• _ACCIONES REQUERIDAS_:
(1) Transcribe literalmente el fragmento del texto sobre el miedo a la opinión pública: empieza en las palabras "Alberto Romandìa Peñaflor: Sobre" y termina después de "la ignominia inclusive.".
(2) Redacta la continuación del texto sobre el miedo a la opinión pública a partir de su última oración.

• _TEXTO PROPORCIONADO_:
########################################
Alberto Romandìa Peñaflor: Sobre el miedo a la opinión pública



Sobre el miedo a la opinión pública
Alberto Romandía Peñaflor

Quien ama su independencia debe estar dispuesto, para salvaguardarla, a cualquier infamia, a la ignominia inclusive.

Émile Michel Cioran

Una reflexión a propósito de un vicio inmundo, de muy mal gusto y tan en boga en nuestras sociedades pícaras, por nombrarlas de algún modo: cuando los demás hablan mal de uno –quehacer propio de los Estados Mentales vanos y patychapoyescos, como nuestro Mexi.com– hay que saber leer entre líneas y a modo contraproducente los siguientes factores:

1) para empezar, tener presentes los tufos que uno mismo llega a proferir, incluso inconscientemente, cuales lengüetadas de fuego o saetas ponzoñosas a terceros. Luego, ese recelo suyo raya, sólo a primera vista, en acto justiciero –invalidado en rigor, puesto que si se pusiera en movimiento el cerebro y se percibiera la condición del otro, nos dejaríamos automáticamente de pre-juicios. Es a esto a lo que se refería Confucio (el gran maestro de la “confusión” en que degeneraron los certámenes de belleza) con aquello de caminar un largo trecho sobre los zapatos del otro u objeto de nuestras furias. A la comprensión;

2) que dicha sorna y su consecuente burla evidencian en el agresor al verdaderamente vulnerable (pues la impiedad es el efecto más palpable de un dolor no digerido), al más frágil; por no mencionar las bondades y enseñanzas ya implícitas en el escarnio (no humildad: ubicación, criticismo, etc.). Por ahí codifica un proverbio aquello de la inseguridad: en la medida del grito, la injuria o la pistola, ahí también se sopesa el MIEDO del agresor, su gran tamaño;

3) que el maldiciente sin proponérselo deviene también pedagogo generoso: a través de esa mala fe en que se basa para humillar o desacreditar, da asimismo paso a un procedimiento, que si bien se antoja procedente de una mente pedestre o ya grosera, visto más de cerca se asemeja a una lección tipo Mayéutica (técnica mediante la cual Sócrates irritaba a sus discípulos haciendo uso de cuestionamientos que los conducían a éstos a indagar, o sea: a pensar, por sí mismos); gestación inadvertida, claro está, por el prospecto a bravucón. Esto provoca una permuta a modo de acicate, una evolución en el afectado; pues si acaso es cierto que el objeto de esas liviandades puede ser reducido a gusano o a bicho kafkiano, también lo es que le proporciona las herramientas suficientes para postularse ANTE SÍ MISMO como digno de más afortunados adjetivos, que esos con que le han arremetido; y

4) que si uno se anticipara a la agresión, esto es, si comenzáramos por imaginarnos la sepultura de nuestros propios cadáveres (dicho de otro modo, lo efímero de la vida: el ser-para-la-muerte heideggeriano), entonces perdería al instante gravedad cualquier insulto. Sucedería así lo que llamaba Albert Camus la meta-ironía por excelencia: burlarse de la desgracia propia y de la ajena a un tiempo: de ambos al ser prisioneros en una dinámica escurridiza y precaria, como lo es la vida. Ése ya no necesitaría satanizar al otro para valer la pena él.
########################################
• _REGISTROS DE DATOS_:
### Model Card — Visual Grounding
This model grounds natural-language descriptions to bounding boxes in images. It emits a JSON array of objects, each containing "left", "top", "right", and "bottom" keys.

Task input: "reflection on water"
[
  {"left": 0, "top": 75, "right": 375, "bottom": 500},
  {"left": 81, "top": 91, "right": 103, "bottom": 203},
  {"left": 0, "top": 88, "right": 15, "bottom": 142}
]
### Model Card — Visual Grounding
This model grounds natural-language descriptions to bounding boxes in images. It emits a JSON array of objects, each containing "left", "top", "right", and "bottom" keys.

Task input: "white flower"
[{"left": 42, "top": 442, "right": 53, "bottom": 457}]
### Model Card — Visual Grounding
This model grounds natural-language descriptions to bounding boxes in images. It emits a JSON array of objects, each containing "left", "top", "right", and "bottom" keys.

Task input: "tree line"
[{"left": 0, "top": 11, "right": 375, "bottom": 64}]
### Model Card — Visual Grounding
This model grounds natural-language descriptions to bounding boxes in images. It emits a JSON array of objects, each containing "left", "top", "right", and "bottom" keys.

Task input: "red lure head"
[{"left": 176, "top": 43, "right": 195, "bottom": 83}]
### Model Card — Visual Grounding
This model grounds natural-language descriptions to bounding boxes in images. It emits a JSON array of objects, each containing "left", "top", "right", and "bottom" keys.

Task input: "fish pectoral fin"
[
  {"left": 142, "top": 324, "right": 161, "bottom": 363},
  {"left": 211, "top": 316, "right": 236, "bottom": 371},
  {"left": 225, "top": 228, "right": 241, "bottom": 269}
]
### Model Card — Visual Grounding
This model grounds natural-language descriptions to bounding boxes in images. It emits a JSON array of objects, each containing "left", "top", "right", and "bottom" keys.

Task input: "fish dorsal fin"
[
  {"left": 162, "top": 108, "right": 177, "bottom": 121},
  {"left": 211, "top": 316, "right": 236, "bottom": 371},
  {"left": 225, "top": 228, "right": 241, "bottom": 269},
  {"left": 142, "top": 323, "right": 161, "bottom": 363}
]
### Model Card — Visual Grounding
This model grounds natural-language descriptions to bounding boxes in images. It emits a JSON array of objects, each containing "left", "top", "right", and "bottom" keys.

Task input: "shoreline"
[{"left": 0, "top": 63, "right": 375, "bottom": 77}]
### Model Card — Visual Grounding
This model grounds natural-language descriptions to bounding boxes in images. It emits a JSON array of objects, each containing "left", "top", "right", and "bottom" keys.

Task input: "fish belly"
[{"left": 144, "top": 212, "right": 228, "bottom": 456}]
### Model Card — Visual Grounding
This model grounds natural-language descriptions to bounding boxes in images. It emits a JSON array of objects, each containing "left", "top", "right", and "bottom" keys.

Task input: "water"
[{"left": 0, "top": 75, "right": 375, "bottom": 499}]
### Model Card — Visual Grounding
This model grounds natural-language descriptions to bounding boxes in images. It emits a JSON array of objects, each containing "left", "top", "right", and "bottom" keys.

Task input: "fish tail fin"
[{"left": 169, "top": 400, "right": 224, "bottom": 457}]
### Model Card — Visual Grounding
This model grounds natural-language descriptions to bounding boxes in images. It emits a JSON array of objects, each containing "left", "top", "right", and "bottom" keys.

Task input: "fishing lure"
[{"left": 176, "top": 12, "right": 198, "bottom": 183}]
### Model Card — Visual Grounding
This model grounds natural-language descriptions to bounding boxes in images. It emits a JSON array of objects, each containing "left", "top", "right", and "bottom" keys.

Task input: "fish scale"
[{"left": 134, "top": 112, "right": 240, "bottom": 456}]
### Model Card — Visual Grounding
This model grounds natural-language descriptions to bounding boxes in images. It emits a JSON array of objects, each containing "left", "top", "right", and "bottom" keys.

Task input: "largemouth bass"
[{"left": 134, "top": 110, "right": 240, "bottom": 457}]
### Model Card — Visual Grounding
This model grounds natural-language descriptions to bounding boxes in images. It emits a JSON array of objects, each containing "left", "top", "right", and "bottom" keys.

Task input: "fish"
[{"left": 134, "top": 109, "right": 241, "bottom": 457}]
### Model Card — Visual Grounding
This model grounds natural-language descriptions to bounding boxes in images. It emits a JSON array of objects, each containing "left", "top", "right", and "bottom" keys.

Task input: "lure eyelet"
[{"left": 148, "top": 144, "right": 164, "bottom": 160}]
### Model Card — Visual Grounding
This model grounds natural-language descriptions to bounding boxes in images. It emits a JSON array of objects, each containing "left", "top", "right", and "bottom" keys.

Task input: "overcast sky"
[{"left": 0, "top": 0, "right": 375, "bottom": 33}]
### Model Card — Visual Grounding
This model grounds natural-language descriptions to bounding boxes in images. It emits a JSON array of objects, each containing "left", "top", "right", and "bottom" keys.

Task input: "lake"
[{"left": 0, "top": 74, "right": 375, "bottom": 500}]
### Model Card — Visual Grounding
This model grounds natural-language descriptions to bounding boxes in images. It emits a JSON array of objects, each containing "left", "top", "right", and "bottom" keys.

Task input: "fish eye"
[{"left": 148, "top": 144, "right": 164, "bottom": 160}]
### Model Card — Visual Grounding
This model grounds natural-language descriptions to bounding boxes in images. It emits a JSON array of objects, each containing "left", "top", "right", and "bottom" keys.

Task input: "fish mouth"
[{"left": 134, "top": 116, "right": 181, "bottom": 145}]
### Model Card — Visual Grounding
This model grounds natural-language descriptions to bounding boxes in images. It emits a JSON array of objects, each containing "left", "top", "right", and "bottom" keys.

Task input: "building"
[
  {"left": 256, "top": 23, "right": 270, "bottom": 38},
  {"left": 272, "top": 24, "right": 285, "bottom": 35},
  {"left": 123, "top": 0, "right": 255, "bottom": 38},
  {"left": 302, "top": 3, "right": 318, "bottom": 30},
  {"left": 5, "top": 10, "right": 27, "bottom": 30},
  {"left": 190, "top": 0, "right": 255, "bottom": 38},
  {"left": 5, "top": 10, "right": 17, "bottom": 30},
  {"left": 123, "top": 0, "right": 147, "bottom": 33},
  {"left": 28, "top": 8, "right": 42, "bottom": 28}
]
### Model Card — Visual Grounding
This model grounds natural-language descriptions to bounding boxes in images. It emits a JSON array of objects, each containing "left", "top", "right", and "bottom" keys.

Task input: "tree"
########################################
• _RESPUESTAS DEL EJERCICIO_:
(1)
Alberto Romandìa Peñaflor: Sobre el miedo a la opinión pública



Sobre el miedo a la opinión pública
Alberto Romandía Peñaflor

Quien ama su independencia debe estar dispuesto, para salvaguardarla, a cualquier infamia, a la ignominia inclusive.

(2)
Ahora bien, téngase en cuenta que cualquier embestida se limita, en su primitivismo, a perpetrar el daño. Mas cuando el implicado o aspirante a víctima da muestras de ser presa dura de cazar, y manifiesta inmunidad ante infamia e ignominia (Cioran), promete con ello paraísos muy distintos a los anhelados por su pobre detractor. Lo realmente esencial para allegarse la dicha radica en gran medida, podríamos tranquilamente suponer, en proceder con un talante autócrata, independientemente de si se satisfacen el morbo y los caprichos en los congéneres. Bertrand Russell, en su disertación sobre El Miedo a la Opinión Pública (The conquest of happiness, Unwin Paperbacks, GB, 1979, p. 107), concluye que la única cura a los impulsos malévolos o mal intencionados radica en un incremento de la tolerancia por parte de ese público. Esto conlleva a una novedosa interpretación de la ignorancia (que subyace cual fundamento de las discordias), ya que ahí se da ese ímpetu rabioso e intransigente de quien no tolera al otro, en ocasiones hasta por el hecho de ser sí mismo –en el mejor de los escenarios. Su punto es apenas fastidiar, labor de desquehacerados.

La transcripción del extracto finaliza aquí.